**WORK REQUEST:** Repeat the passage of the Michigan vaccination article from "SOUTHFIELD, Mich. –" to "about 18 days.", switching "Local 4" to "reporters".

TEXT SECTION Block Start

SOUTHFIELD, Mich. – Michigan Gov. Gretchen Whitmer released a new plan to motivate Michiganders to get vaccinated against COVID to lift restrictions.
May 3 update: Michigan reaches 7 million COVID vaccine doses
The plan has thresholds to reach: 55%, 60%, 65% and 70% vaccinated. Theoretically, how long will it take to reach those steps?
To answer that question Local 4 reached out to Dr. Patrick Nelson, the chairman of Lawrence Technological University’s Math and Computer Science Department.
Nelson evaluated two sets of numbers the state has: Those fully vaccinated and those with one dose. Assuming vaccination rates remain status quo, which is 33,000 shots per day and Whitmer’s guidance that she will lift work remote requirements when vaccinations of one dose hit 55%. Nelson said that should come in about 18 days.
“In terms of mathematics it’s a very straightforward equation to a slope formula, y+mx+b,” Nelson said.

TEXT SECTION Block End
ENTRIES PROVIDED Block Start

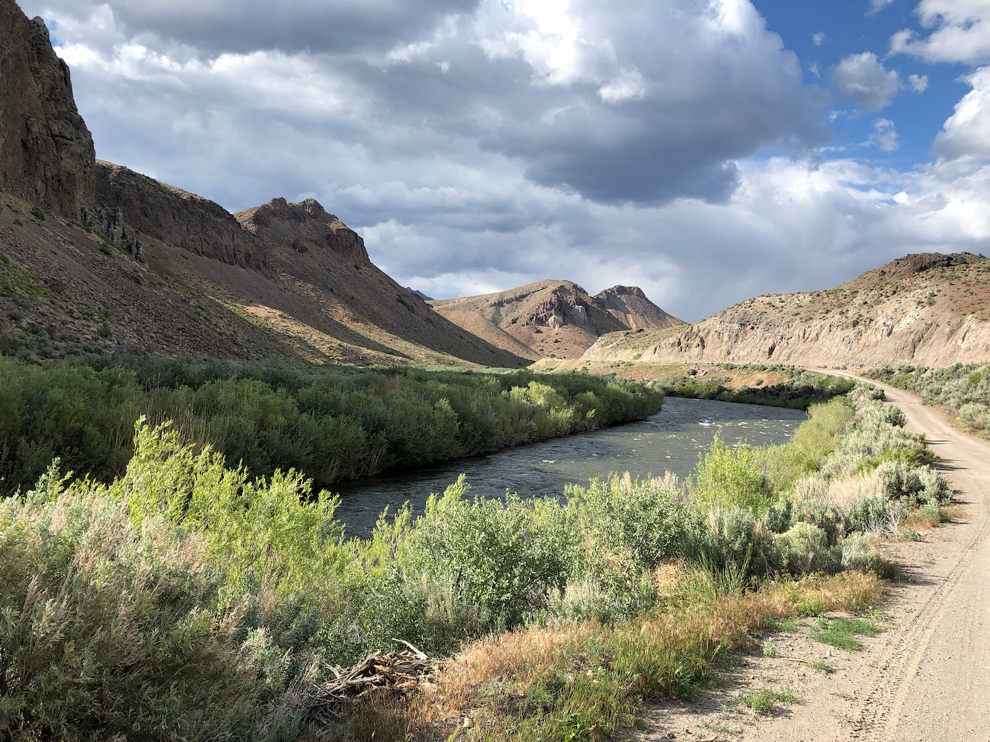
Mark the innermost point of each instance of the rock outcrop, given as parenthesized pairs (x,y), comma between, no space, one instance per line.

ENTRIES PROVIDED Block End
ENTRIES PROVIDED Block Start

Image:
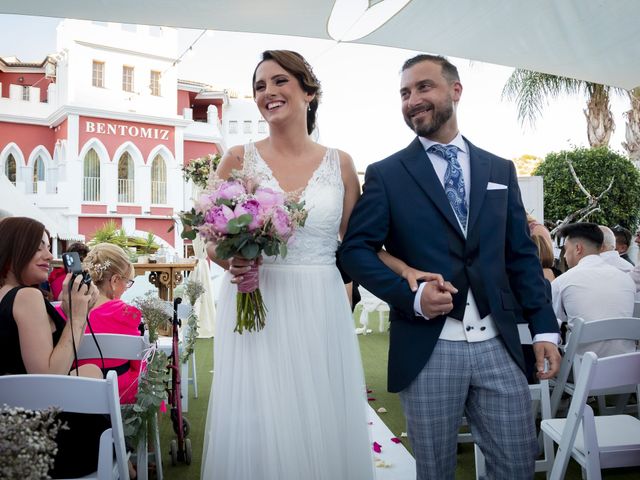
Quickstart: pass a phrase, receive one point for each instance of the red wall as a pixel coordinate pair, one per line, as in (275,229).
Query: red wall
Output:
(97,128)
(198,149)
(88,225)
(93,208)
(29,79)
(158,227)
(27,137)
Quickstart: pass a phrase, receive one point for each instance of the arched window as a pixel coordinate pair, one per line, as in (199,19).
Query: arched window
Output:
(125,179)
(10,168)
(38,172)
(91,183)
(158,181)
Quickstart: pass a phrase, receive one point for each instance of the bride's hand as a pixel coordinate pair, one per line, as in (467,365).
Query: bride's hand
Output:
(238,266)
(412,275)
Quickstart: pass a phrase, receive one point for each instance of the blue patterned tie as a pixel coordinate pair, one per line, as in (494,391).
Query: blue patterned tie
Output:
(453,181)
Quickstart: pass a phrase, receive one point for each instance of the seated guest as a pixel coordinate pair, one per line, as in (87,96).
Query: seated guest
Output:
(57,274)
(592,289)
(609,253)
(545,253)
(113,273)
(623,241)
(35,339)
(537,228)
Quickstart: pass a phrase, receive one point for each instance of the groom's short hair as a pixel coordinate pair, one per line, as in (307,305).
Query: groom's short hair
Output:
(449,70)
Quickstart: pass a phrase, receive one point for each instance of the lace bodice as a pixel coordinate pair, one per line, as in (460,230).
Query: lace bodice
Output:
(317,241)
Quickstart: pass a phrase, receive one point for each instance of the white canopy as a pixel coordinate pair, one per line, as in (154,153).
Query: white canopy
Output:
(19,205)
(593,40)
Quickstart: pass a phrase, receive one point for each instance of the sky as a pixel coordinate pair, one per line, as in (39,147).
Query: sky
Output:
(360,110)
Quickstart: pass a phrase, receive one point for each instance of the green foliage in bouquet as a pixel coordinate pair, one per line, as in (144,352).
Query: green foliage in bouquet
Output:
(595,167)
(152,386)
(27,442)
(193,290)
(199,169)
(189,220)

ENTRIES PROVIDED Block End
ENTRIES PROVIDED Block Start

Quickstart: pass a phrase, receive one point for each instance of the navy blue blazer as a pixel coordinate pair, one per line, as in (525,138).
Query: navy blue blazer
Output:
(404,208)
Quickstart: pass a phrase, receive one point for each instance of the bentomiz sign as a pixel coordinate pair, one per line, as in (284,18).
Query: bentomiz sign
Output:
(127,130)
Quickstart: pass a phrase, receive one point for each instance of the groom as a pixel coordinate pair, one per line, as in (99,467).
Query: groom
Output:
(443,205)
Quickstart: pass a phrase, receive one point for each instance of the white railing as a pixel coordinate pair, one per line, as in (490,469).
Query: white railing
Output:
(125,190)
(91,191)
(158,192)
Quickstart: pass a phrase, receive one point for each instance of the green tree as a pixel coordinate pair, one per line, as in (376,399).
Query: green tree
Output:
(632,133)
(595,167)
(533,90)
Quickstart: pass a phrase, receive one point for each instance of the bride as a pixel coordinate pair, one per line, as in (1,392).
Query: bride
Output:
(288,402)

ENTRIES PROVIDED Block End

**ANSWER SECTION:**
SOUTHFIELD, Mich. – Michigan Gov. Gretchen Whitmer released a new plan to motivate Michiganders to get vaccinated against COVID to lift restrictions.
May 3 update: Michigan reaches 7 million COVID vaccine doses
The plan has thresholds to reach: 55%, 60%, 65% and 70% vaccinated. Theoretically, how long will it take to reach those steps?
To answer that question reporters reached out to Dr. Patrick Nelson, the chairman of Lawrence Technological University’s Math and Computer Science Department.
Nelson evaluated two sets of numbers the state has: Those fully vaccinated and those with one dose. Assuming vaccination rates remain status quo, which is 33,000 shots per day and Whitmer’s guidance that she will lift work remote requirements when vaccinations of one dose hit 55%. Nelson said that should come in about 18 days.